SOURCE
════

We are no longer asked to find two numbers.

Instead, the problem becomes:

> Detect whether there exist two events:
> - belonging to the same request  
> - occurring within a time window  
> - whose combined latency exceeds a threshold  

This still *looks* like Two Sum.

But it is not.

---

## How LeetCode Thinking Tries to Adapt

The first instinct is to simplify.

Take the log stream, ignore most of the structure, extract just the latency values, and reduce everything back to “numbers in an array”.

That leads to a familiar line of thinking:

1. Collect latencies  
2. Search for matching pairs  
3. Try to reuse the same hash map pattern  
4. Treat the task as another variation of Two Sum  

This is exactly what interview training encourages:

> reduce the problem until it matches a known template.

That works beautifully in interviews.

But this is also where the model starts to break.

---

## Where the Interview Model Breaks

### 1. It Is Not an Exact-Match Problem

Interview version:

a + b == target

Real version:

a + b > threshold

We are not searching for a perfect complement.  
We are evaluating a condition.

---

### 2. Context Cannot Be Ignored

A latency of 55ms from one request and 52ms from another may exceed the threshold.

But together they mean nothing.

Without context, the result is technically correct — and completely useless.

---

### 3. Time Makes the Problem Harder

Events are not just values — they exist in time.

Two events may belong to the same request and still be unrelated if they are too far apart.

════

EXTRACTED MATERIAL
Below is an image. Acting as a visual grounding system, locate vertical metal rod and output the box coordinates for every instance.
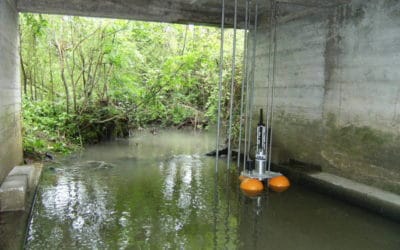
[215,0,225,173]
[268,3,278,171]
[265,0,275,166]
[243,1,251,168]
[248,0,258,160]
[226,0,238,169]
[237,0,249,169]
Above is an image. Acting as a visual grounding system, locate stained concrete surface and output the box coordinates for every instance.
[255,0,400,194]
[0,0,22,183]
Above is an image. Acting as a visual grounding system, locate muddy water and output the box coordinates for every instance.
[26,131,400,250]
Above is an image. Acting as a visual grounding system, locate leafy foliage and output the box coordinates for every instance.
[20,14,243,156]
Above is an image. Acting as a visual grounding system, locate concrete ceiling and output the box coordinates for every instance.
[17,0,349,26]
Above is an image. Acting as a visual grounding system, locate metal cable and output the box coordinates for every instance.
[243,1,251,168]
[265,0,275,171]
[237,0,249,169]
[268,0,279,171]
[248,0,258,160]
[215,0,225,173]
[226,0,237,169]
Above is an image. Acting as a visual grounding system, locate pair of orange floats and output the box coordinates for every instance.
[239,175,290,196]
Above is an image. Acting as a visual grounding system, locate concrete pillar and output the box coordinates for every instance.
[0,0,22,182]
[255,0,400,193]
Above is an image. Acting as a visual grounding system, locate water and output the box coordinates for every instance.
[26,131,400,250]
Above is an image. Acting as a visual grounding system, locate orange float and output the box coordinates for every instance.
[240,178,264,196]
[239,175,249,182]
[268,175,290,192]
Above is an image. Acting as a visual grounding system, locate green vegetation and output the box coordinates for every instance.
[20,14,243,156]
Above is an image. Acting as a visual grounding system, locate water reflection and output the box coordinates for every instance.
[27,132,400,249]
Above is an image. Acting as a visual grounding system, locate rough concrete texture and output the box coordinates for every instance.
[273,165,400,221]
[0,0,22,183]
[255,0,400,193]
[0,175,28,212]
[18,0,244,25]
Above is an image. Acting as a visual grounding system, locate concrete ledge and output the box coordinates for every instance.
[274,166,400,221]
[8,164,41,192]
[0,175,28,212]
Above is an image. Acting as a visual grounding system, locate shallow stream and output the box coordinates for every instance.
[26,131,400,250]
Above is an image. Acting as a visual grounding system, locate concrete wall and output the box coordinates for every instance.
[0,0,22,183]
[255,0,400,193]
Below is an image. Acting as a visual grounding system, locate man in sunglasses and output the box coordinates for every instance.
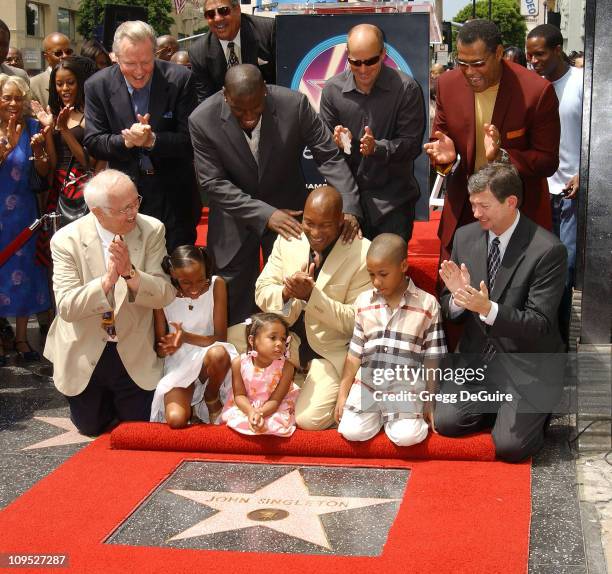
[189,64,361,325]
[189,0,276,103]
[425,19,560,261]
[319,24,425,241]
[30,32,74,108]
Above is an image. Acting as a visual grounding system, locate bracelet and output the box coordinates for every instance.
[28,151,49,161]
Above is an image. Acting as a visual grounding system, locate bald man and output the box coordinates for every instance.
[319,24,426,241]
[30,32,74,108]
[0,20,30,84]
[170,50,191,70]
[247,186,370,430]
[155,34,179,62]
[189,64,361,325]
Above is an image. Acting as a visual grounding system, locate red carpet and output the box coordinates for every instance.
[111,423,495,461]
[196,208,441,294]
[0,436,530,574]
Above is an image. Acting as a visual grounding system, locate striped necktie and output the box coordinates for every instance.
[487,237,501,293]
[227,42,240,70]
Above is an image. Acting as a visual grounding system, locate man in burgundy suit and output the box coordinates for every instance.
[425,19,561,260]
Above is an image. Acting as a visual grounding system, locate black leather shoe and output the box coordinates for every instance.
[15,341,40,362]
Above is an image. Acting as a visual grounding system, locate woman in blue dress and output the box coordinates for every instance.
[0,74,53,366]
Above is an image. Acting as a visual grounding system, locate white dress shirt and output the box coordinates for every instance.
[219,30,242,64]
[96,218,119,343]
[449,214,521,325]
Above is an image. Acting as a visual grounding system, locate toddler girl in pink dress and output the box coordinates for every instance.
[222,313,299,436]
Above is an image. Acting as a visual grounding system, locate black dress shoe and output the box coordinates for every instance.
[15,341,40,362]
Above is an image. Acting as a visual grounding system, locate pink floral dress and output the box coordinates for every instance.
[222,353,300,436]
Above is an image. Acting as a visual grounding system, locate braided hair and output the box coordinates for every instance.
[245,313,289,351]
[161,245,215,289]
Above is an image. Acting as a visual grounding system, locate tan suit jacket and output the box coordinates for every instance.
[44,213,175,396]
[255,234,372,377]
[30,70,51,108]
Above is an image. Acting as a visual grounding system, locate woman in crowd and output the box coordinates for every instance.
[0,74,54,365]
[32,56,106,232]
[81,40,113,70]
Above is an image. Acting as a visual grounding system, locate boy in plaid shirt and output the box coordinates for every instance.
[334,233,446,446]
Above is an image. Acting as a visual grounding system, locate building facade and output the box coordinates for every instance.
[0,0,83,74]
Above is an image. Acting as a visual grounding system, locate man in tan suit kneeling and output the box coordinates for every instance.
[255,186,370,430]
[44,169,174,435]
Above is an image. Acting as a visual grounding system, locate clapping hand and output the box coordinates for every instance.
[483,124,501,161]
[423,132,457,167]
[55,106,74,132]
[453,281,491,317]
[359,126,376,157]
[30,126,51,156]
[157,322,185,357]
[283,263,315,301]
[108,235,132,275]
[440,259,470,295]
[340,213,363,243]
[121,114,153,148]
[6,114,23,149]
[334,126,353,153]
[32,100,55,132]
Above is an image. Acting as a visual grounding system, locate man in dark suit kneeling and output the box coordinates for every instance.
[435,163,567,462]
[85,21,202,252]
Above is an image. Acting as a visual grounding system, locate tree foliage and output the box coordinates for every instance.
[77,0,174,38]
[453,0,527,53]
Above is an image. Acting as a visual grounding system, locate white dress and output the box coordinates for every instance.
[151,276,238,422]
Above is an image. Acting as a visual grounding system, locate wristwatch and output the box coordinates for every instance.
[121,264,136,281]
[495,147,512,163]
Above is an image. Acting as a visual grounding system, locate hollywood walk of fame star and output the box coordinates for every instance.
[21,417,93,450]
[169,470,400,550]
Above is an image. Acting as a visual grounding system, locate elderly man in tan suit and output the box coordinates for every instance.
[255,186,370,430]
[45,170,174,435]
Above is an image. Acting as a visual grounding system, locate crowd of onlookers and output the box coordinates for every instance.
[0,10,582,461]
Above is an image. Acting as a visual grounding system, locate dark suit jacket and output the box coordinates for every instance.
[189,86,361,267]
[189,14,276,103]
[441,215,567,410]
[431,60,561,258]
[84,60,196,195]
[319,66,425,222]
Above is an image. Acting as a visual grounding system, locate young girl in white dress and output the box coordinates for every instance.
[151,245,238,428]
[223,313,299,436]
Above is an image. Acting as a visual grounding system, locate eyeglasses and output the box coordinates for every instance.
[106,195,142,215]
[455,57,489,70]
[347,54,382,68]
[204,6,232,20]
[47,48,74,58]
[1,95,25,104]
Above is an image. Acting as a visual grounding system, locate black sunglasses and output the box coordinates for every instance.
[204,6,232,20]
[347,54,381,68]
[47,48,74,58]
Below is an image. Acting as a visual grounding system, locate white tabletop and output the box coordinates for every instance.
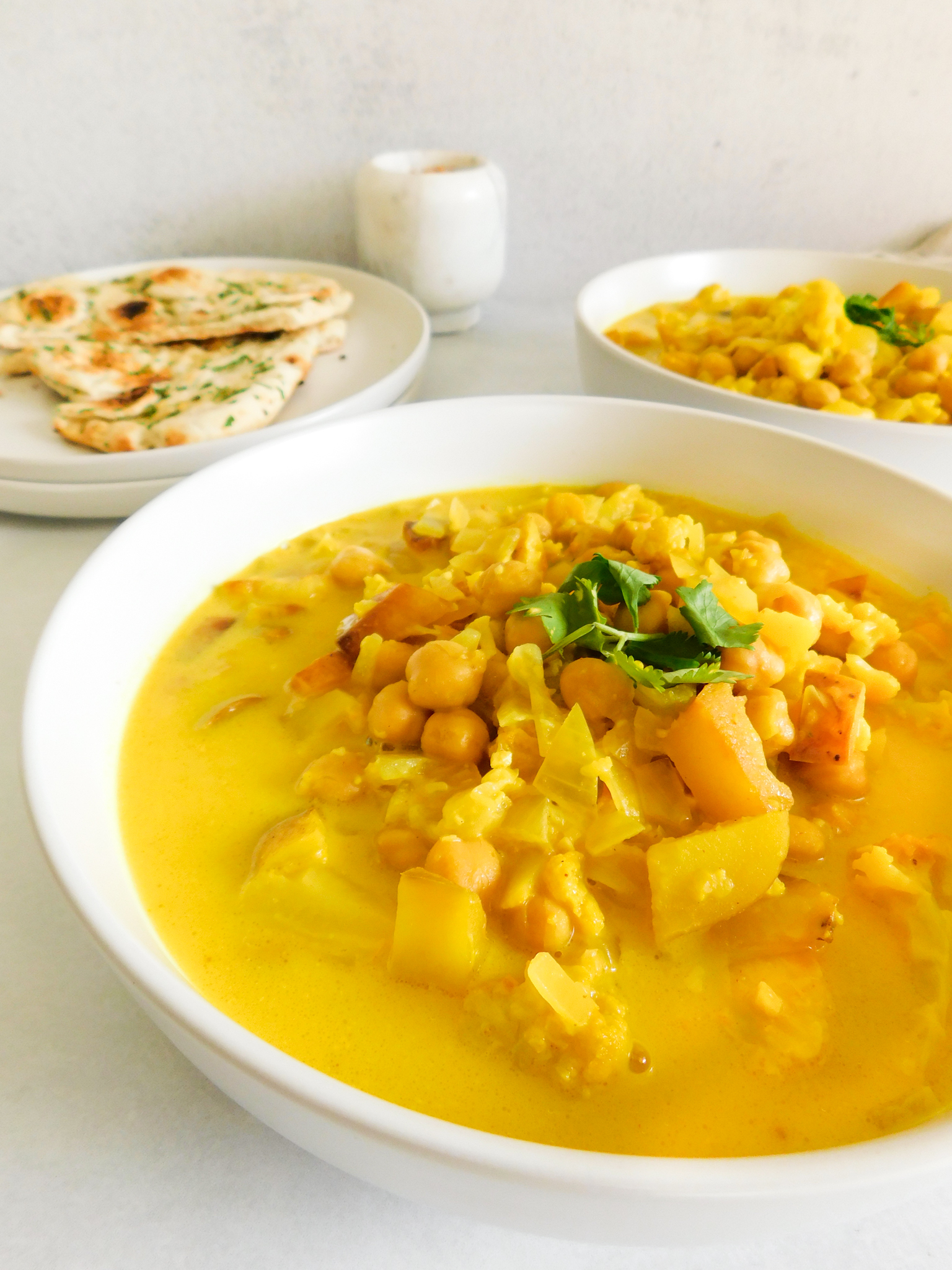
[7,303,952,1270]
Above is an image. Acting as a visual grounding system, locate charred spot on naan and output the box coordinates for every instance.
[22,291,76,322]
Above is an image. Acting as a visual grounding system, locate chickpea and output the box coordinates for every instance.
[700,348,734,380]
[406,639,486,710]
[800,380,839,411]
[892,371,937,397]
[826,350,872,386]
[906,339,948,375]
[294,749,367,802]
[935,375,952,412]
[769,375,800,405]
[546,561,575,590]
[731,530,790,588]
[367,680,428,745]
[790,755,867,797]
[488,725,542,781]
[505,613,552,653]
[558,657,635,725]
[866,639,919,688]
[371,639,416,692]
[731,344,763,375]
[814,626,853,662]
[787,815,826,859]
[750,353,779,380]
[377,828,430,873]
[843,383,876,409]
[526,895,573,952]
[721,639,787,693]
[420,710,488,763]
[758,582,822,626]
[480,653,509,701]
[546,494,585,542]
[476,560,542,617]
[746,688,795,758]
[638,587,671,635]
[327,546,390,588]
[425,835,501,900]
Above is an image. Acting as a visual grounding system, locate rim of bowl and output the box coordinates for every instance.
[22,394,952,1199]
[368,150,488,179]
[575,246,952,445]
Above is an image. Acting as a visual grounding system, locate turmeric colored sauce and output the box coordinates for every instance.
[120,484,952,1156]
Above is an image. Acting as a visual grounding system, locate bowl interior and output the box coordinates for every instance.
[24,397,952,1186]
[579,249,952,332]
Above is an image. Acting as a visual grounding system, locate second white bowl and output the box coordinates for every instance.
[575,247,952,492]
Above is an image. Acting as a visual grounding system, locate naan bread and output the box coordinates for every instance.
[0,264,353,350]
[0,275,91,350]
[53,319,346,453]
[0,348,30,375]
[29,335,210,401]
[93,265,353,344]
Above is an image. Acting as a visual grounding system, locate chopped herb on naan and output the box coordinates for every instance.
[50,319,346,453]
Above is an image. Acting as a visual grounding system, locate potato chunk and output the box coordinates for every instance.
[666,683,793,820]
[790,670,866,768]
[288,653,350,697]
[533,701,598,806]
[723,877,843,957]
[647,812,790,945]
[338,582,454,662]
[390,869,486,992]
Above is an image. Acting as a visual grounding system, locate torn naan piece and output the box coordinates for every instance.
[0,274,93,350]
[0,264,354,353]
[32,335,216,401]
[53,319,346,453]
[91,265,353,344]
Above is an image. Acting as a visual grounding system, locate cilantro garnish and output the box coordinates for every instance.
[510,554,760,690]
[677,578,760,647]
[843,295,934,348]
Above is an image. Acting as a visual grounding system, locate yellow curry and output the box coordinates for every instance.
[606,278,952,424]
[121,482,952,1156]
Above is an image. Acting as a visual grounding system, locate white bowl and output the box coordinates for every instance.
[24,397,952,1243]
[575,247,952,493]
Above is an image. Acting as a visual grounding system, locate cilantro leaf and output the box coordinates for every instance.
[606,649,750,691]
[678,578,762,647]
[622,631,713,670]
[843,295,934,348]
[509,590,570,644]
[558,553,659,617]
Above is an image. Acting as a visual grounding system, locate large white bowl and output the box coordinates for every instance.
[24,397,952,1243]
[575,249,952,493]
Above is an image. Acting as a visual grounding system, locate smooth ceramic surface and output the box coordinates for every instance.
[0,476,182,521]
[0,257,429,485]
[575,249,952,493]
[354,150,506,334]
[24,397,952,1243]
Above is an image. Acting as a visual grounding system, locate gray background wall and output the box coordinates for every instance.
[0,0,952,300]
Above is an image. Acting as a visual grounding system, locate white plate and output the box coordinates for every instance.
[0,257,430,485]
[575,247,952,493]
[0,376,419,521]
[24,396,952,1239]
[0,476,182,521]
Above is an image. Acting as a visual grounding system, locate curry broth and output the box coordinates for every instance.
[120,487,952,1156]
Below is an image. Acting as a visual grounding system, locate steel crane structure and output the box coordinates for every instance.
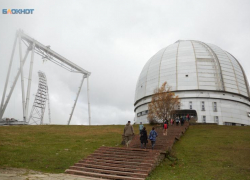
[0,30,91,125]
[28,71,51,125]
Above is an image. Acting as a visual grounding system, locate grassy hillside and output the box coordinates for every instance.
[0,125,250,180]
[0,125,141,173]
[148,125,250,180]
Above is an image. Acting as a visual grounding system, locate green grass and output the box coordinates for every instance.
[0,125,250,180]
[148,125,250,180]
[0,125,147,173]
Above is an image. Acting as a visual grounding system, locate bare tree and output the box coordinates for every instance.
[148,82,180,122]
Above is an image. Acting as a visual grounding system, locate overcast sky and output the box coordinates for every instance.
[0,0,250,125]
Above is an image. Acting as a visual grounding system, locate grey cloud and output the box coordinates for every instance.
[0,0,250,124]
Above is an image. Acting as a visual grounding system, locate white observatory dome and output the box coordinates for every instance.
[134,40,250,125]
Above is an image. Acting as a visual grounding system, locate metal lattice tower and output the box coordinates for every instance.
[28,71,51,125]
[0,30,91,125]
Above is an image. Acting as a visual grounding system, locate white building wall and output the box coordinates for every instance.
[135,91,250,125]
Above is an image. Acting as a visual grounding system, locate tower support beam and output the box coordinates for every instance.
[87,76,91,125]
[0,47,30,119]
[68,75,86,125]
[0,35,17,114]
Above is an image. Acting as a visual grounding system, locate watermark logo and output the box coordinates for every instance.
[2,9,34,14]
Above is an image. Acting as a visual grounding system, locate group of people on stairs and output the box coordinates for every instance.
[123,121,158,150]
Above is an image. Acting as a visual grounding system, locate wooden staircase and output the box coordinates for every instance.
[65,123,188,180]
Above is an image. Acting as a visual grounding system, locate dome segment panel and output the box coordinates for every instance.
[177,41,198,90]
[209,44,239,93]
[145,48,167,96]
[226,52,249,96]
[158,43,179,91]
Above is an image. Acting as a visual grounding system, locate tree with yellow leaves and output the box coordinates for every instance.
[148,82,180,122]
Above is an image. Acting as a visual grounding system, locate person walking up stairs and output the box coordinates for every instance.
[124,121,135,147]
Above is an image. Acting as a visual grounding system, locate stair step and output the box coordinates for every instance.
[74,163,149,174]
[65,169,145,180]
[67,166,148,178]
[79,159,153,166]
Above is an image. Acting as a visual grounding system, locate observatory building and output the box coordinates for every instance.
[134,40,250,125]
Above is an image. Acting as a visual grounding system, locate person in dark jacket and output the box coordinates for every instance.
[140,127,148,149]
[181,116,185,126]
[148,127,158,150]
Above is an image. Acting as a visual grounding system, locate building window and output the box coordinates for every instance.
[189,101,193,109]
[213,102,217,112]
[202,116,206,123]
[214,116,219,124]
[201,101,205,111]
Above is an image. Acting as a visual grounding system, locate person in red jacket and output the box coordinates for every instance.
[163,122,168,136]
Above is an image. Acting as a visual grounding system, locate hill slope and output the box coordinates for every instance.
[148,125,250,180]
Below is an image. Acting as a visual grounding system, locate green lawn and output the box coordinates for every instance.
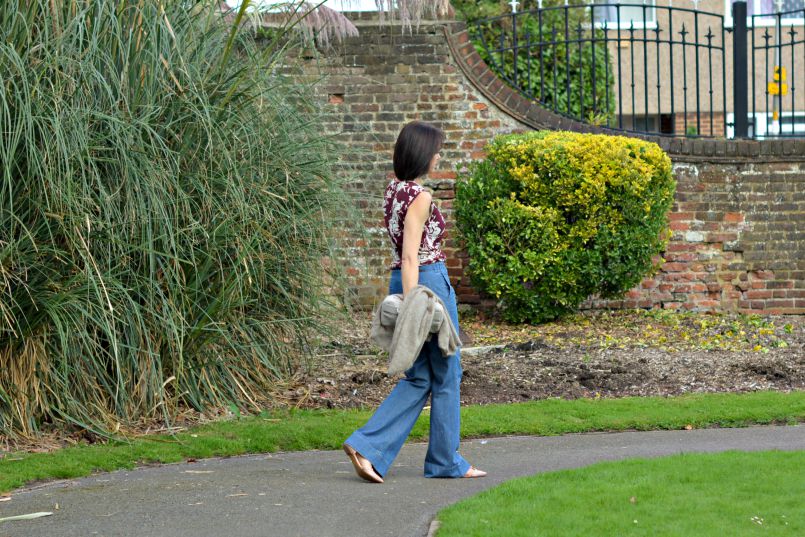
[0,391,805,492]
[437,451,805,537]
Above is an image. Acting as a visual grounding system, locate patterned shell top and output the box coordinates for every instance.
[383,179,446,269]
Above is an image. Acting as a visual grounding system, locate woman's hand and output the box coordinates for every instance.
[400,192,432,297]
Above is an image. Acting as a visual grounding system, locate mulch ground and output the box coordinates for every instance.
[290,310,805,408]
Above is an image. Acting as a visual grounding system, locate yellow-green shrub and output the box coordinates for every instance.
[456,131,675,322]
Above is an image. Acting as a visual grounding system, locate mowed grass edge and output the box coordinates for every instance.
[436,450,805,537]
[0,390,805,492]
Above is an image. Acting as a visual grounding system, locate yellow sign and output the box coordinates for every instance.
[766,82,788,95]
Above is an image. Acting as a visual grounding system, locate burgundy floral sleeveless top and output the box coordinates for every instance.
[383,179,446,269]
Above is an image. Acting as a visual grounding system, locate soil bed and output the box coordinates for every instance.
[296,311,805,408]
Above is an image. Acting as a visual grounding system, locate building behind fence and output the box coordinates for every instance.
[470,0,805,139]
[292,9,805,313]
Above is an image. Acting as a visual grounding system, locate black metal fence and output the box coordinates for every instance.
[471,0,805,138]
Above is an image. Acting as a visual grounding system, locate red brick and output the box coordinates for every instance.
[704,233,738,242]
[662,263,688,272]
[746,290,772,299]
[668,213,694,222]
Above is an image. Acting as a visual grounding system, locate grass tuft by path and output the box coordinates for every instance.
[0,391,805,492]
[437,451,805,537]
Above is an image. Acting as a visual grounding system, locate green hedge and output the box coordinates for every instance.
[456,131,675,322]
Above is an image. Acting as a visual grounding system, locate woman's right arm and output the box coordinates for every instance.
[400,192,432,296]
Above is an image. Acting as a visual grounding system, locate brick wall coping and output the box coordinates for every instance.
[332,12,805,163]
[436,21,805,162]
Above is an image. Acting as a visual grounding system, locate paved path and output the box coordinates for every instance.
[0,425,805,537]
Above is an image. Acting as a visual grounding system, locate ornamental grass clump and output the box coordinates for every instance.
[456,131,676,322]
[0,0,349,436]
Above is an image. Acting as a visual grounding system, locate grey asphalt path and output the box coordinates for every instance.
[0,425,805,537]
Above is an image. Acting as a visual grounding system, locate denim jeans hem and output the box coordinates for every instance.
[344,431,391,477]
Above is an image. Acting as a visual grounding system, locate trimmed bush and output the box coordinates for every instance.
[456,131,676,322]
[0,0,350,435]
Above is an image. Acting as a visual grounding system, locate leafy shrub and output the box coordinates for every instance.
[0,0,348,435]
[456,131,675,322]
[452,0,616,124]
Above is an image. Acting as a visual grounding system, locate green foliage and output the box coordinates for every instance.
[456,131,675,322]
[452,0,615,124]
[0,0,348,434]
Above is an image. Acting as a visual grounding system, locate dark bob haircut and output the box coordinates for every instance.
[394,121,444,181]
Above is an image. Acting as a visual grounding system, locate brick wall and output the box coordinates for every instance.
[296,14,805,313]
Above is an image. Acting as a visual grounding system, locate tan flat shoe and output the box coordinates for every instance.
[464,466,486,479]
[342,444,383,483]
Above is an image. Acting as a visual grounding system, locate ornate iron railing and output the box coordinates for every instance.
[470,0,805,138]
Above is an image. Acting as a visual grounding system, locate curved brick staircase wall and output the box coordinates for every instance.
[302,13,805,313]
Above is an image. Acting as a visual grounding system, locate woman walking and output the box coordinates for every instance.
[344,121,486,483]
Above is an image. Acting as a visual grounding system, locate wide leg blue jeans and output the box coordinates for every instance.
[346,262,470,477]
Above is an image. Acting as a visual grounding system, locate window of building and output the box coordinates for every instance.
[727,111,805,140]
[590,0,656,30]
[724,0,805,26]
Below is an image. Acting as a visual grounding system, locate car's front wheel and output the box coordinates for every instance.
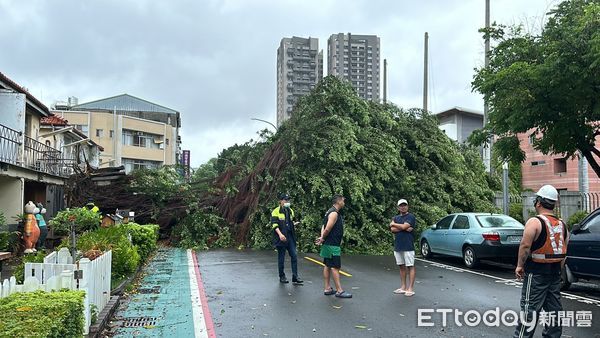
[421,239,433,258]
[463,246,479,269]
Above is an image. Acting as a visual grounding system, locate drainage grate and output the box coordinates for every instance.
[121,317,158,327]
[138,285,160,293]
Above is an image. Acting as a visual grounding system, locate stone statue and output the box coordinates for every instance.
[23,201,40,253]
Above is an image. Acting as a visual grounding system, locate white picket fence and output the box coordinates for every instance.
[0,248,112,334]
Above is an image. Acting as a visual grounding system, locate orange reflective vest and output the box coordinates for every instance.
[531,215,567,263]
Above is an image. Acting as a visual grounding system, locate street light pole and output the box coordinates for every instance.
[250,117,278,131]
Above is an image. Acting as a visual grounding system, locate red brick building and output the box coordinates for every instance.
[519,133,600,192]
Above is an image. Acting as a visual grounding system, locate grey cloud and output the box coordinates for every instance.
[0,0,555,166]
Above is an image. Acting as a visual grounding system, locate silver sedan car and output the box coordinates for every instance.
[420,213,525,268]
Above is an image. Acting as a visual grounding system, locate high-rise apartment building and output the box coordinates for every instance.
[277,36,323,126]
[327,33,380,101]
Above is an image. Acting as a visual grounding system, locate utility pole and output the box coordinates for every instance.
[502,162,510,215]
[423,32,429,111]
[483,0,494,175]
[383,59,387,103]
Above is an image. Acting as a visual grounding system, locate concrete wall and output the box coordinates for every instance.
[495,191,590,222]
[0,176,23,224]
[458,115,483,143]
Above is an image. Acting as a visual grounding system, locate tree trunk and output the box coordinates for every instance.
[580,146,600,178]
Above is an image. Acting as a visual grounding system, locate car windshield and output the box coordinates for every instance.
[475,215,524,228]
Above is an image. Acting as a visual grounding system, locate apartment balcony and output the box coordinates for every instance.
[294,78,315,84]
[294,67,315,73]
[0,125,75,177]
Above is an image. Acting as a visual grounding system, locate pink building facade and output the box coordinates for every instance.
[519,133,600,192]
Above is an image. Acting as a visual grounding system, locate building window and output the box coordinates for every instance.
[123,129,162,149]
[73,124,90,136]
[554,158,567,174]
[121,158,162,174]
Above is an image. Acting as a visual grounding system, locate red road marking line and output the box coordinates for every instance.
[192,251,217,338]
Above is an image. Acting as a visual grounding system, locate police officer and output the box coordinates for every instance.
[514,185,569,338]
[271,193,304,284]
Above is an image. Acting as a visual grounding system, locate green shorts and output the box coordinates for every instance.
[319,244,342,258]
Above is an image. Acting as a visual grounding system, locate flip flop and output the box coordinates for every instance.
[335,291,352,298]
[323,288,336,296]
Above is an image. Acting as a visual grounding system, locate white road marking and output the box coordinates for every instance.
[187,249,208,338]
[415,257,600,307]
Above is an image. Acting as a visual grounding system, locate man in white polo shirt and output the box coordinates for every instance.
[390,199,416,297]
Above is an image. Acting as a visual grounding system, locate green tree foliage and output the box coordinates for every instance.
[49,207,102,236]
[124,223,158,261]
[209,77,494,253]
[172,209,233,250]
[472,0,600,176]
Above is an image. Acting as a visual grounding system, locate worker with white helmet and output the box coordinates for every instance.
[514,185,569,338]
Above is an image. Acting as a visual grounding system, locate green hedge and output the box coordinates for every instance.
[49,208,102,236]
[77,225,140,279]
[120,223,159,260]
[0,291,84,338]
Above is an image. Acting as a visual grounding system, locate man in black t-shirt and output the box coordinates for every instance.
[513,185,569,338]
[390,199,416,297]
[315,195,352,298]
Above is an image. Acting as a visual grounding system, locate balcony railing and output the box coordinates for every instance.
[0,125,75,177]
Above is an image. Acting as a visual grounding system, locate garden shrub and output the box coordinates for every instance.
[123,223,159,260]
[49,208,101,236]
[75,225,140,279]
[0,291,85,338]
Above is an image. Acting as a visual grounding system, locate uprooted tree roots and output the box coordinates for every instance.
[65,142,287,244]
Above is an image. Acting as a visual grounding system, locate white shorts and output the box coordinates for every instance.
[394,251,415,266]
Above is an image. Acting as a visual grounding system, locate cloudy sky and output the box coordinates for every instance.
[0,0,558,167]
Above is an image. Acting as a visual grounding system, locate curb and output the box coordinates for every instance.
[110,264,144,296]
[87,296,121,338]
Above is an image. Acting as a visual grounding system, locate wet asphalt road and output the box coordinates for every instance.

════

In the Two Sum text, what condition does the real version use in place of the interview version's a + b == target? The rows have no connection to the Two Sum text.

ANSWER TO THIS EXERCISE
a + b > threshold